*STATED GOAL*: Repeat word for word the line with "If you could point at the green tree in" and every line after it until the records below run out.
=== DATA ===
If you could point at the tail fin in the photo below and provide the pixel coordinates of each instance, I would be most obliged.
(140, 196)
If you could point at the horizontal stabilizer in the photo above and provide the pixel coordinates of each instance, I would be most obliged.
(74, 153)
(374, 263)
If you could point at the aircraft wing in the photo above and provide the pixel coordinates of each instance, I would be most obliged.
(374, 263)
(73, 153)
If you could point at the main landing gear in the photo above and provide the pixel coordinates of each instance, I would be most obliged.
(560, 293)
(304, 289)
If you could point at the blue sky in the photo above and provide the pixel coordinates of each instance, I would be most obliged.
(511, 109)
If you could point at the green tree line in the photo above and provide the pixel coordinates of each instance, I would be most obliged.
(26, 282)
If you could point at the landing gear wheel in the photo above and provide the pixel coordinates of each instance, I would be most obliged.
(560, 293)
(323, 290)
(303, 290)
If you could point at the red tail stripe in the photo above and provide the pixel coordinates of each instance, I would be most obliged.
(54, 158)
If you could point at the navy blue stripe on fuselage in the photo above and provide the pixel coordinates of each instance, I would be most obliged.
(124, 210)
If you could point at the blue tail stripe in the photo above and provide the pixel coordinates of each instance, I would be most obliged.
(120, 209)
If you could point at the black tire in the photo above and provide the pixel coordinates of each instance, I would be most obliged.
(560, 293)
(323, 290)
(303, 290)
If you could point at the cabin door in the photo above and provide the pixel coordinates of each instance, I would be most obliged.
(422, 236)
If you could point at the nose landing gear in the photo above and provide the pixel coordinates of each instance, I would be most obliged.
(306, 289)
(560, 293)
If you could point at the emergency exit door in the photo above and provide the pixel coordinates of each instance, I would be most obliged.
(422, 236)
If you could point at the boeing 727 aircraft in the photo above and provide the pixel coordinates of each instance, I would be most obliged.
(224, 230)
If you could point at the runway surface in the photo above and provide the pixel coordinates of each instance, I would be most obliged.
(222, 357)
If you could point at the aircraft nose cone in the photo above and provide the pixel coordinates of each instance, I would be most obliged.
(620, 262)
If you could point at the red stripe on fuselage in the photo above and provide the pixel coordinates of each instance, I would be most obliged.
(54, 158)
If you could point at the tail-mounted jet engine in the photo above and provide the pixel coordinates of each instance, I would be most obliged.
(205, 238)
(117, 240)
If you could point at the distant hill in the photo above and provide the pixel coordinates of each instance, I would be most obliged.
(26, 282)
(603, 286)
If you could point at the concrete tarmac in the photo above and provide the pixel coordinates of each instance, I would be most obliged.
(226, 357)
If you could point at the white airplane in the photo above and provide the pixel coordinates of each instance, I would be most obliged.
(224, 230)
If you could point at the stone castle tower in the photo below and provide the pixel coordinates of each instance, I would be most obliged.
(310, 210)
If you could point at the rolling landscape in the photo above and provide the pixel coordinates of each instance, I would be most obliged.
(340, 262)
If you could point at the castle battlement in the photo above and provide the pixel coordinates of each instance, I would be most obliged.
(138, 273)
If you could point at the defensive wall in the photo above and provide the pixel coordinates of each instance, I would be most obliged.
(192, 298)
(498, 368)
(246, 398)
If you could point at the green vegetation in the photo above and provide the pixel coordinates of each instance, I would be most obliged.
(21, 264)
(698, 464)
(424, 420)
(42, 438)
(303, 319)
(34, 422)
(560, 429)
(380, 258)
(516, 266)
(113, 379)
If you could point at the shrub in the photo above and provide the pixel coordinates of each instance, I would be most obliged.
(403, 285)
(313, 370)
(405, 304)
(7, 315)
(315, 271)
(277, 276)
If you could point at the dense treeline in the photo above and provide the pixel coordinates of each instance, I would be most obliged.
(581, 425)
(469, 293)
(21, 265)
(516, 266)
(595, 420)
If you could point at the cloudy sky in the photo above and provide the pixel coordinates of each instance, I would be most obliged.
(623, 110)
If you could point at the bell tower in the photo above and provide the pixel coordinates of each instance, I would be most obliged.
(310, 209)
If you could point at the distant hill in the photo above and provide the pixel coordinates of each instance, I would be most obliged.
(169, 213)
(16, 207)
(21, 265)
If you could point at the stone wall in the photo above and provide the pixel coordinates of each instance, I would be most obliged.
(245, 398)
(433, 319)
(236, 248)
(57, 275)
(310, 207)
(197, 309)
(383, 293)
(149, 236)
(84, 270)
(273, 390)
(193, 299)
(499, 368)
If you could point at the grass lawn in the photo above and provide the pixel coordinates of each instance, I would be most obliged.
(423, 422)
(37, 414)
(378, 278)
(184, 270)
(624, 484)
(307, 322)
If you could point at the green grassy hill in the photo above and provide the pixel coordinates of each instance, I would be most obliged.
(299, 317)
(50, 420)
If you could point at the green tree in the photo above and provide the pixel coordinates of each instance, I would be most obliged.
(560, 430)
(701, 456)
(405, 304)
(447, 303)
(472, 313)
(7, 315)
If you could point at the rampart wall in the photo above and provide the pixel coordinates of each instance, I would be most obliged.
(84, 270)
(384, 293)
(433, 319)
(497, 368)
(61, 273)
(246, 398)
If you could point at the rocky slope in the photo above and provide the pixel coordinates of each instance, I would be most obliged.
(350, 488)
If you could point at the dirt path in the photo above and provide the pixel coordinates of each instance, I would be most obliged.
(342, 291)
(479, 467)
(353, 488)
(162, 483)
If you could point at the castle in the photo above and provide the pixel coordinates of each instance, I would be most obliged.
===
*FULL RESPONSE*:
If you could point at the green tree in the photo above and provide the pixel coordinates of each instance, I would be most obliged.
(560, 430)
(701, 456)
(405, 304)
(447, 303)
(472, 313)
(7, 315)
If you could point at the rampart wall in the photo above and provide the pixel coordinates of each instance, I would be most obliged.
(84, 270)
(384, 293)
(433, 319)
(497, 368)
(61, 273)
(246, 398)
If you could point at the rocky slope in the photo above and provide the pixel coordinates of each instance, I would be most obliged.
(350, 488)
If you could point at the dirt path in the photo above and provide the pixel coordinates of each instance, I would be most obliged.
(342, 291)
(479, 467)
(353, 488)
(162, 483)
If you could point at the castle in the photo above and provide the pixel coordinates of each instance, I would be most obliged.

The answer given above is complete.